Data extracted from a collection
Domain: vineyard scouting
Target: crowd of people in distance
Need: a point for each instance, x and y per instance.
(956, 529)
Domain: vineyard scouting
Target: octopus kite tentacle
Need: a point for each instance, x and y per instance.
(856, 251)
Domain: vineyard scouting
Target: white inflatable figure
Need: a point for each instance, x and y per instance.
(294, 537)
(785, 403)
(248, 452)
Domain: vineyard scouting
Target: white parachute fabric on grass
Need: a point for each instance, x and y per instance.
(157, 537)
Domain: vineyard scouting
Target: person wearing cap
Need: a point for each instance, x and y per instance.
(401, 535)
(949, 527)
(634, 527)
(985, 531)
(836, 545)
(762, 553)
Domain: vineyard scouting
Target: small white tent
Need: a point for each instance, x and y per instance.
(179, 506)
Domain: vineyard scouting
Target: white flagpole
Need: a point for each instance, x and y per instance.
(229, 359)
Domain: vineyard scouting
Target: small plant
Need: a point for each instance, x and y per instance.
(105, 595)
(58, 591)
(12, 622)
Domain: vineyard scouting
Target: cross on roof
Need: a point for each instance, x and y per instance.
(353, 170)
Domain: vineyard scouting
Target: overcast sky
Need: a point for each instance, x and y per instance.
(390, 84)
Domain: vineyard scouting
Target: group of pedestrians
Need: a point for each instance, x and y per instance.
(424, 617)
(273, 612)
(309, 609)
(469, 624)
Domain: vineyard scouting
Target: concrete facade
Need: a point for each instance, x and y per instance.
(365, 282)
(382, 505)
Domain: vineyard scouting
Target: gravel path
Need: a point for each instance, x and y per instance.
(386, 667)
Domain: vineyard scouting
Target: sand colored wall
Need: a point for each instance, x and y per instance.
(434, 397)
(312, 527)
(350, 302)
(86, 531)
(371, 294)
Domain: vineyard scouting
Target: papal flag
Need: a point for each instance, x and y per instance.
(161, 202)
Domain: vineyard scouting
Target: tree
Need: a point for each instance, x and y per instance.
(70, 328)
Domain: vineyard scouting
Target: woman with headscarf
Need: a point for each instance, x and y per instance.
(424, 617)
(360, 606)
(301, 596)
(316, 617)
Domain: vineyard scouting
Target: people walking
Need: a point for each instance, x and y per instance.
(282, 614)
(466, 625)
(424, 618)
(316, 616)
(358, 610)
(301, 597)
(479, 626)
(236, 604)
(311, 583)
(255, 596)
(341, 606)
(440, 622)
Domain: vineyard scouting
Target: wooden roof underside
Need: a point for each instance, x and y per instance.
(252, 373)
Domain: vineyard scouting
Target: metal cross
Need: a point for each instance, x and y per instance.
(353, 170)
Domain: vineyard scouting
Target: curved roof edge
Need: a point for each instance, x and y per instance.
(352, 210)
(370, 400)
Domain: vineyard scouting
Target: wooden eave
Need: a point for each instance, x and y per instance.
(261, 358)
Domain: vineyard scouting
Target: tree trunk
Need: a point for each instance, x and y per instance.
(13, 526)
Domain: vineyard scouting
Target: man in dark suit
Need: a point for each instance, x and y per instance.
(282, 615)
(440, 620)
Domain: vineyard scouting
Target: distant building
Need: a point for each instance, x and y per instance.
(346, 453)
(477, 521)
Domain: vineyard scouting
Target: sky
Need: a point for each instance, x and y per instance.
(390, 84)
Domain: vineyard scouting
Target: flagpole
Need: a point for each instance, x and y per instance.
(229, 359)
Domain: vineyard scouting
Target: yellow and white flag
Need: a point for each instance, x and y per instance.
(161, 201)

WHAT IS EXPECTED: Write out every record shown above, word for word.

RESULT:
Domain: vineyard scouting
Target: crowd of people in distance
Need: a point for each instance, x and y per instance.
(956, 529)
Domain: vineyard scouting
Target: octopus kite tentacle
Need: a point for each instance, x and y per instance.
(856, 251)
Domain: vineyard scouting
Target: white inflatable figure
Need: a point for each instance, x and y per instance.
(294, 537)
(785, 403)
(248, 452)
Domain: vineyard scouting
Target: white parachute fabric on grass
Need: a point for each instance, x and y per instance.
(157, 537)
Domain: vineyard scouting
Target: person wearing cap
Need: a point for each instance, x and y per instance.
(401, 535)
(949, 527)
(634, 527)
(985, 531)
(836, 545)
(762, 553)
Domain: vineyard scouting
Target: small white tent
Need: a point for each instance, x and y per instance.
(179, 506)
Domain: vineyard scouting
Target: white flagpole
Need: a point for each instance, x and y per instance.
(229, 359)
Domain: vineyard scouting
Target: small plant
Need: a point for each instance, x and y per instance.
(105, 595)
(58, 591)
(12, 622)
Domain: vineyard scouting
Target: cross on roof
Need: a point for each instance, x and y per instance.
(353, 170)
Domain: vineyard scouting
Target: overcast sky
Need: a point for each instance, x and y per instance.
(390, 84)
Domain: vineyard scouting
Target: group of pedestrians
Need: a point for each instance, x and y per instance.
(424, 617)
(273, 612)
(309, 609)
(469, 624)
Domain: vineyard scouting
Target: concrete facade
Need: a point for each instance, x and y per instance.
(365, 282)
(382, 505)
Domain: vineyard scouting
Target: gravel path
Need: a point for each instance, x and y per instance.
(386, 667)
Domain: vineyard scouting
Target: sand colored wall
Need: a point for each instance, x and y per instance.
(434, 397)
(312, 527)
(350, 302)
(86, 531)
(371, 294)
Domain: vineyard scouting
Target: papal flag
Need: a point for each instance, x and y per instance.
(161, 202)
Domain: vineyard scouting
Target: tree
Need: a point for each instance, x and y per instance.
(70, 328)
Domain: vineyard scouting
Target: woman with headscarf
Need: a point for each instance, x and y per instance.
(424, 617)
(360, 606)
(301, 596)
(316, 617)
Domain: vineyard scouting
Target: people walking
Need: a point for each instance, x and y per instance.
(282, 614)
(466, 625)
(424, 618)
(316, 616)
(358, 610)
(301, 597)
(479, 626)
(236, 604)
(311, 583)
(255, 596)
(341, 606)
(440, 622)
Domain: vineyard scouting
Target: wooden roof underside
Need: a point for each instance, x and y per instance.
(252, 373)
Domain: vineyard scouting
Target: metal cross
Need: a point for each instance, x and y per instance.
(353, 170)
Domain: vineyard scouting
Target: curved roof edge
Need: a point for each instance, x and y per instance.
(352, 210)
(370, 400)
Domain: vineyard scouting
Target: wooden eave
Need: a point for each instance, x and y per instance.
(261, 358)
Domain: vineyard scouting
Target: tree trunk
Need: a point for each instance, x and y per instance.
(13, 526)
Domain: vineyard scouting
Target: man in dark suit
Need: a point for each instance, x and y per instance.
(282, 615)
(440, 620)
Domain: vineyard scouting
Target: distant building
Need: a point for each instance, x and y per instance.
(346, 453)
(477, 521)
Domain: vineyard scouting
Target: sky
Need: a point for each instance, x and y per instance.
(390, 84)
Domain: vineyard scouting
Target: flagpole
Need: a point for each instance, x and y per instance.
(229, 359)
Domain: vineyard scouting
Target: yellow and white flag
Need: a point for each instance, x and y per instance.
(161, 201)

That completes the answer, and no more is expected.